══ Provided text ══

ECCLESIASTES CHAPTER 11
Liberality to the poor commanded. We know not what we may come to: God giveth rain plentifully; and our time of doing good is short: not too much regarding difficulties: the providence of God is full of mysterious events; which must quicken us to duty and diligence, Ecclesiastes 11:1-6. Life sweet; but the days of death shall be many, Ecclesiastes 11:7,8. Young men are exhorted in the midst of their delights to think of the day of judgment, Ecclesiastes 11:9,10.
Cast thy bread upon the waters. Solomon having discovered divers vanities, and amongst others the vanity of heaping up riches, he now teacheth us that it is our interest as well as duty, not so much to lay them up, as to lay them out in pious and charitable uses; and having taught us the true and best use of worldly things, for our present comfort and benefit, which is to enjoy them with a cheerful and contented mind, he now directs us to the best improvement of them, for our future and greater advantage; and having acquainted us with our duty towards our superiors, he now directs us in our carriage towards our inferiors, and especially to such of them as are poor. The sense of these words is either,
1. Cast thy seed (which is here called bread, as it is also Job 28:5 Isaiah 28:28, and elsewhere) beside (for so the Hebrew particle al is oft used) the waters, i.e. either by the river’s side, or in moist and waterish grounds, which usually are very fruitful. Or,
Cast (freely and liberally bestow)

═══
══ Recorded information ══

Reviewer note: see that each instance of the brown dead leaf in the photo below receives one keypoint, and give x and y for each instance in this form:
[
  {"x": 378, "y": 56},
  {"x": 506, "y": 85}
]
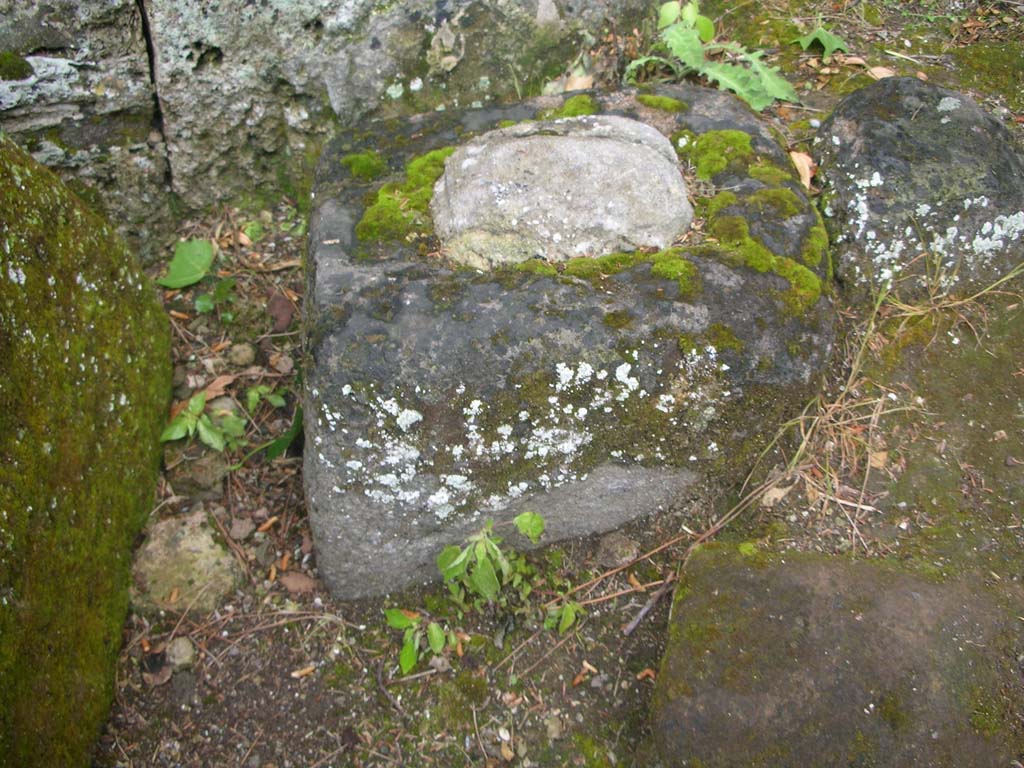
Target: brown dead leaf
[
  {"x": 297, "y": 583},
  {"x": 805, "y": 167},
  {"x": 159, "y": 677},
  {"x": 267, "y": 524},
  {"x": 580, "y": 82},
  {"x": 218, "y": 386},
  {"x": 281, "y": 309}
]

═══

- What you will do -
1. From the Ecclesiastes 11 commentary, quote the passage starting with "ECCLESIASTES CHAPTER 11" and going on through "judgment, Ecclesiastes 11:9,10.".
2. List every Bible reference with a book, chapter and verse that appears in the Ecclesiastes 11 commentary.
3. Carry on the Ecclesiastes 11 commentary from the point where it stops.

- Outputs for the tasks -
1.
ECCLESIASTES CHAPTER 11
Liberality to the poor commanded. We know not what we may come to: God giveth rain plentifully; and our time of doing good is short: not too much regarding difficulties: the providence of God is full of mysterious events; which must quicken us to duty and diligence, Ecclesiastes 11:1-6. Life sweet; but the days of death shall be many, Ecclesiastes 11:7,8. Young men are exhorted in the midst of their delights to think of the day of judgment, Ecclesiastes 11:9,10.

2.
- Ecclesiastes 11:1-6
- Ecclesiastes 11:7,8
- Ecclesiastes 11:9,10
- Job 28:5
- Isaiah 28:28

3.
thy bread (i.e. thy money or provisions, which are oft signified by the name of bread. By saying thy bread, he cautions us that we give away only that which is our own, and not that which is another’s; as they do who give either what they get from others by fraud or power, or what they owe to others, and are unable to pay, and so exercise charity to the hinderance of justice, or of the payment of their just debts)
upon the waters, i.e. upon those poor creatures upon whom, by reason of their unthankfulness or inability to make any returns to thee, it may seem to be as utterly lost as the seed which a man casts into the sea or river. This sense agrees much better,
1. With the words; for he doth not barely mention
the waters, ( for then the particle al might have been translated beside,) but the face, i.e. the surface or top, of the waters, in which and such-like cases al constantly signifies upon.
2. With the design and scope of the place, which is to persuade men to be liberal and charitable, notwithstanding the discouragements which they meet with in so doing, of which see the next clause, and the next verse.
Thou shalt find it; it shall not be lost, as covetous men, or thine own corrupt heart, may suggest, but it shall certainly be restored unto thee, either by God or by men, and that with great honour and advantage. This is added to prevent an objection, and to quicken us to the duty enjoined.
After many days; not immediately, but in due time, and when you least expect it. So you must be content to wait for it with patience, as the husbandman doth for the fruits of the earth.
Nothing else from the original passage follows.